- **The problem**:
The answer is to be an exact copy of the lines below running from the line with "Place one point on every instance of the glass rim" down to the line with "Place one point on every instance of the double-walled", both ends included, and nothing more.

- **Recorded information**:
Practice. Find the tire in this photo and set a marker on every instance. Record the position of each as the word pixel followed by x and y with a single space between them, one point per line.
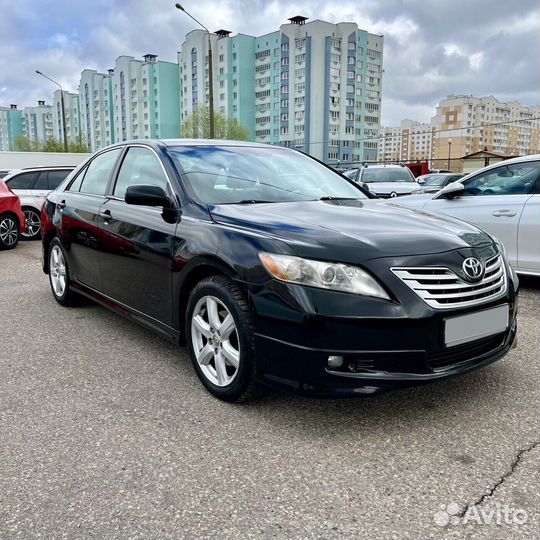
pixel 33 223
pixel 215 345
pixel 58 268
pixel 9 231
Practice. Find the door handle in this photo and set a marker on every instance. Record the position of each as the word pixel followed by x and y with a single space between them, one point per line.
pixel 106 215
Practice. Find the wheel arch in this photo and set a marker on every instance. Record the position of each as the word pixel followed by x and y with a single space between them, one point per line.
pixel 197 270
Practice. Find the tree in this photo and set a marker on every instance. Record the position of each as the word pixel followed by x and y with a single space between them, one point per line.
pixel 197 126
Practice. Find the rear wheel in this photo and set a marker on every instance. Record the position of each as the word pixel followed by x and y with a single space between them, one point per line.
pixel 59 275
pixel 33 223
pixel 220 339
pixel 9 231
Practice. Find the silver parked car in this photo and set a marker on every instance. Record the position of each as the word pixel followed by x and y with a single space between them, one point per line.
pixel 503 199
pixel 32 186
pixel 433 182
pixel 385 181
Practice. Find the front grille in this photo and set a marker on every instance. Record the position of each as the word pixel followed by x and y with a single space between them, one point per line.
pixel 461 353
pixel 441 288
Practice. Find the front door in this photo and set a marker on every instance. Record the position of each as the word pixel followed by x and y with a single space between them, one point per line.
pixel 138 241
pixel 78 210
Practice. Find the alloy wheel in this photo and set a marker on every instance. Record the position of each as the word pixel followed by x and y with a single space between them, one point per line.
pixel 215 341
pixel 33 224
pixel 8 231
pixel 57 270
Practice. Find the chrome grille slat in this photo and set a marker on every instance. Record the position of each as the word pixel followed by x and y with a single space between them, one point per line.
pixel 441 288
pixel 457 285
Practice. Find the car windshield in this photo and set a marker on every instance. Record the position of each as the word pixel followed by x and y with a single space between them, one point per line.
pixel 250 174
pixel 435 179
pixel 384 174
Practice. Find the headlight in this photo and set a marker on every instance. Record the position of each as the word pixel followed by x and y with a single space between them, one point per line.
pixel 324 275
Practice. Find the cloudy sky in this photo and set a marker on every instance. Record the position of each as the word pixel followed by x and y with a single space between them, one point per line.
pixel 432 47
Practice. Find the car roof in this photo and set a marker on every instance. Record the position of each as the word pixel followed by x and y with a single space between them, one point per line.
pixel 383 166
pixel 194 142
pixel 511 161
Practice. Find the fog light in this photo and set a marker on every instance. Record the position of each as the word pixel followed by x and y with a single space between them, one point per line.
pixel 335 361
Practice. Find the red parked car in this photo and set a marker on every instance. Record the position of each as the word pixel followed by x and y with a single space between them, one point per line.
pixel 12 221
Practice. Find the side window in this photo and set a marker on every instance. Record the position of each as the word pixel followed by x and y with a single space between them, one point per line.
pixel 56 178
pixel 97 174
pixel 140 166
pixel 41 183
pixel 516 179
pixel 23 181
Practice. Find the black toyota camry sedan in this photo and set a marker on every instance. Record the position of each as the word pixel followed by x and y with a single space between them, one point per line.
pixel 276 270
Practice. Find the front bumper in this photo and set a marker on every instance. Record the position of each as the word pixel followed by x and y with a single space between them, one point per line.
pixel 384 345
pixel 365 373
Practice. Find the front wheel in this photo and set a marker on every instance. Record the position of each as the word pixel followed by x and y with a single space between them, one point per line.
pixel 220 340
pixel 33 224
pixel 9 231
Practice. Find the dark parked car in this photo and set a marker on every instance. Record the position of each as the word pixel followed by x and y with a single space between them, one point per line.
pixel 277 270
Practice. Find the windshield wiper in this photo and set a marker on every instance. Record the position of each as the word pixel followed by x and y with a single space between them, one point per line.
pixel 330 198
pixel 252 201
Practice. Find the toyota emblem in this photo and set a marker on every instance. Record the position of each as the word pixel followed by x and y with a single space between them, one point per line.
pixel 473 268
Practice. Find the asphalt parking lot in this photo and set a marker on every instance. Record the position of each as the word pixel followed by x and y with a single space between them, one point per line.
pixel 105 432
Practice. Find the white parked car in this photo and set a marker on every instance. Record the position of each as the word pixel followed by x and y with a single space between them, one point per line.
pixel 385 181
pixel 503 199
pixel 32 186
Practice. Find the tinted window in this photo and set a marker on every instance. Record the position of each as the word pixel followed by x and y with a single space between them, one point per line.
pixel 56 178
pixel 228 174
pixel 517 179
pixel 97 174
pixel 42 181
pixel 383 174
pixel 140 166
pixel 23 181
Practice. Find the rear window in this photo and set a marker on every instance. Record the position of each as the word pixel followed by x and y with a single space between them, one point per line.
pixel 23 180
pixel 56 178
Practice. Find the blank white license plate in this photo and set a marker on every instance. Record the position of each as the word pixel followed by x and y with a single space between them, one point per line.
pixel 474 326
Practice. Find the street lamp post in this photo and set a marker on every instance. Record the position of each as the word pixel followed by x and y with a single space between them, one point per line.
pixel 210 69
pixel 63 107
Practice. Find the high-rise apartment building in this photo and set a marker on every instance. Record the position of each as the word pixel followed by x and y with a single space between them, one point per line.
pixel 72 114
pixel 145 98
pixel 10 127
pixel 314 86
pixel 411 141
pixel 96 105
pixel 37 122
pixel 466 124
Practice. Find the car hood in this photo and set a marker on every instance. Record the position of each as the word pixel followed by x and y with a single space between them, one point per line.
pixel 353 230
pixel 388 187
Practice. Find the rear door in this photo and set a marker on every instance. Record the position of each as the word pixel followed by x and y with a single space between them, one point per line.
pixel 137 240
pixel 529 234
pixel 78 211
pixel 494 200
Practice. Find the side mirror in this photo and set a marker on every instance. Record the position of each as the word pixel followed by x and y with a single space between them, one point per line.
pixel 451 190
pixel 144 195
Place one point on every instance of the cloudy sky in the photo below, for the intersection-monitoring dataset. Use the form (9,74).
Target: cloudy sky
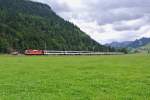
(106,20)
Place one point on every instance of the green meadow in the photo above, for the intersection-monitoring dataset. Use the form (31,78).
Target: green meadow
(122,77)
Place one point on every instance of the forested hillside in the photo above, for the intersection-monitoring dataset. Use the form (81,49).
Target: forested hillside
(30,25)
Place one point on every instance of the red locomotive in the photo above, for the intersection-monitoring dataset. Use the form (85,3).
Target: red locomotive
(34,52)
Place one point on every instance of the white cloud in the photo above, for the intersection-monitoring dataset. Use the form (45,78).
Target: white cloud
(106,20)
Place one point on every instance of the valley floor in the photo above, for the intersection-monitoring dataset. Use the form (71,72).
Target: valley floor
(124,77)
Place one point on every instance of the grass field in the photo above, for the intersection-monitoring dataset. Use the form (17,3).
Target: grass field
(125,77)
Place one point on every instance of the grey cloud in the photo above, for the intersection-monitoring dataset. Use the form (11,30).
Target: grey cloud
(120,14)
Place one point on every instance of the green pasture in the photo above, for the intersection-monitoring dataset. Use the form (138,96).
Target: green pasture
(122,77)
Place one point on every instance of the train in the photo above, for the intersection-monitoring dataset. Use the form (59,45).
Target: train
(53,52)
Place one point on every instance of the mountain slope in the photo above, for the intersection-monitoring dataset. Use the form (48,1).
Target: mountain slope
(131,44)
(25,24)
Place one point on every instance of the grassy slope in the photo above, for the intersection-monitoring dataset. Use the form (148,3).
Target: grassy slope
(75,78)
(147,46)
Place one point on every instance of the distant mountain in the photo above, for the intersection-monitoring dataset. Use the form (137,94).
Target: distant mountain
(119,44)
(140,42)
(29,25)
(130,44)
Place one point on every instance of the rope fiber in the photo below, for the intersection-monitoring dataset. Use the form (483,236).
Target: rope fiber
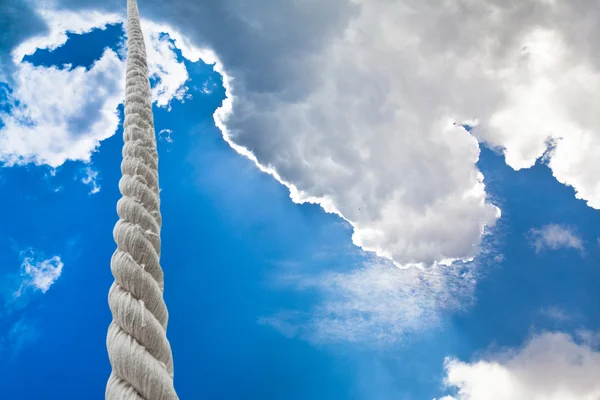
(137,344)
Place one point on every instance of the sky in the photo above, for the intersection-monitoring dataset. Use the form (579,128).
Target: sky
(359,201)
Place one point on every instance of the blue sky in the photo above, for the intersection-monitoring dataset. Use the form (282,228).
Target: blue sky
(272,299)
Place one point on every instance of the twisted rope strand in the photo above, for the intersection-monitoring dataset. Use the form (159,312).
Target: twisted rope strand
(138,348)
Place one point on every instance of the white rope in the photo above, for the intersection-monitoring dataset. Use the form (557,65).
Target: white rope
(138,349)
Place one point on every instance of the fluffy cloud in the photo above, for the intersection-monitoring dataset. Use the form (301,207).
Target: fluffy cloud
(551,366)
(44,128)
(555,237)
(40,275)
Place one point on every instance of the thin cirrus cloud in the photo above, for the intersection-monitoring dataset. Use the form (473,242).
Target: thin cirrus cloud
(550,366)
(555,237)
(375,305)
(36,275)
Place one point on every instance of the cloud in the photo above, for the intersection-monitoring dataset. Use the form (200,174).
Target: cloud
(551,366)
(44,128)
(91,179)
(377,304)
(555,237)
(39,274)
(335,120)
(18,291)
(165,134)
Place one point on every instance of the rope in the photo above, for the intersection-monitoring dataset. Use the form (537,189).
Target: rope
(138,349)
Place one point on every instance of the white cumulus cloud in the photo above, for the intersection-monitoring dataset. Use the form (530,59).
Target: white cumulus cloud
(551,366)
(40,274)
(63,114)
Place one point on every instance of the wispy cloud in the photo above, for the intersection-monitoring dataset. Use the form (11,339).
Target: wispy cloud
(40,274)
(378,303)
(18,291)
(165,135)
(554,237)
(91,179)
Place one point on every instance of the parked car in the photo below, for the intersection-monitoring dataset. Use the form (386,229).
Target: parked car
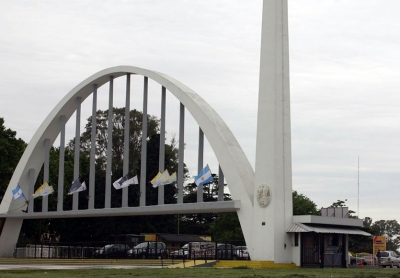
(389,258)
(112,251)
(181,253)
(148,250)
(242,253)
(356,260)
(226,251)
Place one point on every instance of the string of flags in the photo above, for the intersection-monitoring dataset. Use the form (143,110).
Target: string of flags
(17,193)
(44,190)
(77,186)
(163,178)
(125,181)
(204,176)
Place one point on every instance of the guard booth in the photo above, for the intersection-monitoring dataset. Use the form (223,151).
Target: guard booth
(322,241)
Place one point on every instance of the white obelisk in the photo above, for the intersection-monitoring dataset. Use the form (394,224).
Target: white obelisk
(273,169)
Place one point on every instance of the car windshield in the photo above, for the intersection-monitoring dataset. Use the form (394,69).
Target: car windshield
(384,254)
(141,245)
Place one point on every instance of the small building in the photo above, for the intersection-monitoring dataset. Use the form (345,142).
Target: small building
(322,241)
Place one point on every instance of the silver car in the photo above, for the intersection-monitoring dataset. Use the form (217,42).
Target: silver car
(389,258)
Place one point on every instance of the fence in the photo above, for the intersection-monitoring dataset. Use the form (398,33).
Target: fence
(91,250)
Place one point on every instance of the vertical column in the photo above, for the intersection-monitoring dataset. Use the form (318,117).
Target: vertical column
(45,199)
(181,154)
(31,174)
(109,145)
(144,146)
(220,184)
(273,172)
(60,198)
(161,162)
(75,198)
(125,166)
(92,176)
(200,164)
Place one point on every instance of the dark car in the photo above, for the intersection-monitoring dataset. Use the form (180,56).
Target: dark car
(226,251)
(112,251)
(148,250)
(356,260)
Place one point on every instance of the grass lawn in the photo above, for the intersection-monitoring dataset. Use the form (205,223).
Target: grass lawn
(203,272)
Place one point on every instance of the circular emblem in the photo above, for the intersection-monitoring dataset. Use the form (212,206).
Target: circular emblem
(264,195)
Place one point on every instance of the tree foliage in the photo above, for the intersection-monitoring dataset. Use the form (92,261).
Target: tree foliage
(302,205)
(11,150)
(100,228)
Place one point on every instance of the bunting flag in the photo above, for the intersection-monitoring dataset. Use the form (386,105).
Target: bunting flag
(17,192)
(204,176)
(43,190)
(157,180)
(133,180)
(77,186)
(169,179)
(125,181)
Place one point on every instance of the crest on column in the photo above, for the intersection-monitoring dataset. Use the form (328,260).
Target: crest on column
(263,195)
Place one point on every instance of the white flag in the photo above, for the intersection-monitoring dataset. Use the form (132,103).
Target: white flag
(133,180)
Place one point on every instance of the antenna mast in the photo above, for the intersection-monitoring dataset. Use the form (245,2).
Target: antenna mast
(358,189)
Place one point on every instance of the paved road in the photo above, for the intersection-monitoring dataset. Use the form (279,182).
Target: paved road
(52,266)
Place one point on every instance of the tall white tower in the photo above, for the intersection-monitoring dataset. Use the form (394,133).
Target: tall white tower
(273,208)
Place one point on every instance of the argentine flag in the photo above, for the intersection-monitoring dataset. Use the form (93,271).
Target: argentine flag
(204,176)
(17,192)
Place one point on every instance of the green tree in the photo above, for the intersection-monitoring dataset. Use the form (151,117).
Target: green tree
(11,150)
(390,229)
(302,205)
(100,228)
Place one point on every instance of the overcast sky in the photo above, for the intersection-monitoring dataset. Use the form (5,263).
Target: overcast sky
(344,70)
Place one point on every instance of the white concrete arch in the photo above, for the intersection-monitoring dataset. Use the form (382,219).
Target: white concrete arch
(234,163)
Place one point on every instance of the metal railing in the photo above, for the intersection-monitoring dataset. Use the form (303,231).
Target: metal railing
(124,250)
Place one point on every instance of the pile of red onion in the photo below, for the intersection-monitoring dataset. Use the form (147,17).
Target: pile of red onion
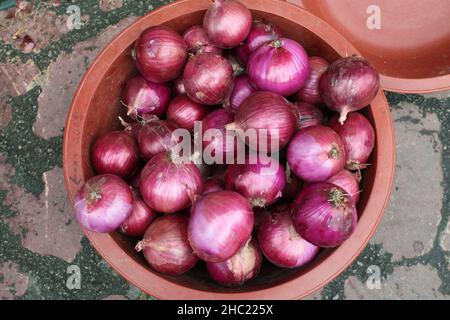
(288,149)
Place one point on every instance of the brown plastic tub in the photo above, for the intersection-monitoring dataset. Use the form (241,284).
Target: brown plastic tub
(95,109)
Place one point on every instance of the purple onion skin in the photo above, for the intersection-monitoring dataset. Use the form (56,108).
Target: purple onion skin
(243,88)
(325,215)
(145,97)
(260,34)
(166,247)
(310,92)
(280,242)
(349,84)
(115,153)
(239,269)
(169,187)
(160,54)
(269,111)
(358,136)
(103,203)
(220,225)
(280,66)
(227,23)
(315,154)
(208,79)
(259,181)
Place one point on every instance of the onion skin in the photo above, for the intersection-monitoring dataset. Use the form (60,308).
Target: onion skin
(160,54)
(349,84)
(280,242)
(227,23)
(308,115)
(156,137)
(221,223)
(169,187)
(239,269)
(280,66)
(184,112)
(166,247)
(358,136)
(269,111)
(325,215)
(315,154)
(243,88)
(103,203)
(145,97)
(115,153)
(208,79)
(259,180)
(139,220)
(310,92)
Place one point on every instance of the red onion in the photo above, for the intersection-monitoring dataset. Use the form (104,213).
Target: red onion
(310,92)
(325,215)
(268,115)
(103,203)
(261,179)
(358,136)
(169,185)
(349,84)
(197,41)
(308,115)
(280,66)
(227,23)
(221,223)
(115,153)
(145,97)
(239,269)
(243,88)
(160,54)
(280,242)
(208,79)
(166,246)
(184,112)
(140,218)
(315,154)
(155,137)
(260,34)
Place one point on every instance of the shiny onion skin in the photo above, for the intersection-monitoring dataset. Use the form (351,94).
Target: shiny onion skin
(280,66)
(261,179)
(315,154)
(197,41)
(358,136)
(325,215)
(269,111)
(227,23)
(166,247)
(239,269)
(221,223)
(155,137)
(310,92)
(308,115)
(280,242)
(103,203)
(260,33)
(160,54)
(168,186)
(145,97)
(140,218)
(208,79)
(349,84)
(243,88)
(184,112)
(115,153)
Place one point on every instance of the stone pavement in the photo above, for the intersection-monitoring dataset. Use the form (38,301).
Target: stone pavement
(408,258)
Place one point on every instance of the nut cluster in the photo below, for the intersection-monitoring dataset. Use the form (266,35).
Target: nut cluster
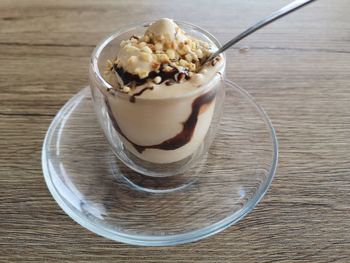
(184,54)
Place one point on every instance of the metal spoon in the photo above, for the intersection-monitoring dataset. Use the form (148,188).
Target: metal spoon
(274,16)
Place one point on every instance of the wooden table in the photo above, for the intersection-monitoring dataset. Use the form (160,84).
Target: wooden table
(297,69)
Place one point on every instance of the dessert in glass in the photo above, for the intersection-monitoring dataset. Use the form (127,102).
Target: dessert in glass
(157,104)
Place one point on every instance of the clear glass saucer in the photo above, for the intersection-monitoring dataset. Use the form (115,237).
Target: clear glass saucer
(100,193)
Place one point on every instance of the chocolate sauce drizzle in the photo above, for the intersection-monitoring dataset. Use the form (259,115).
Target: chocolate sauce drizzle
(133,79)
(132,97)
(182,137)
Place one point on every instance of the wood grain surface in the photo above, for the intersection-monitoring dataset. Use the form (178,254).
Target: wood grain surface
(297,69)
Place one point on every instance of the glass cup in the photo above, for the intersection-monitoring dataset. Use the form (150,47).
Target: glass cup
(156,137)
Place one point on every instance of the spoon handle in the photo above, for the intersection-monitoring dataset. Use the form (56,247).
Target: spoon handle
(295,5)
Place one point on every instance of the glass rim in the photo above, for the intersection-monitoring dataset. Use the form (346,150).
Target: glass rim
(106,40)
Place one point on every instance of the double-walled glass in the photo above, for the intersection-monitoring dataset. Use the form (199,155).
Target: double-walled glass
(155,136)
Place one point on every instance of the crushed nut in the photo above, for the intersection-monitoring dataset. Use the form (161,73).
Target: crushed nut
(157,79)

- **Response to this task**:
Place one point on every instance of the glass rim in the photo above, for the intersection-monitoring dataset. Use the form (346,150).
Target: glass rim
(106,40)
Place one point on every instance of the double-walled glass in the photo above, for the intersection-monitoring dataset. Use the form (199,155).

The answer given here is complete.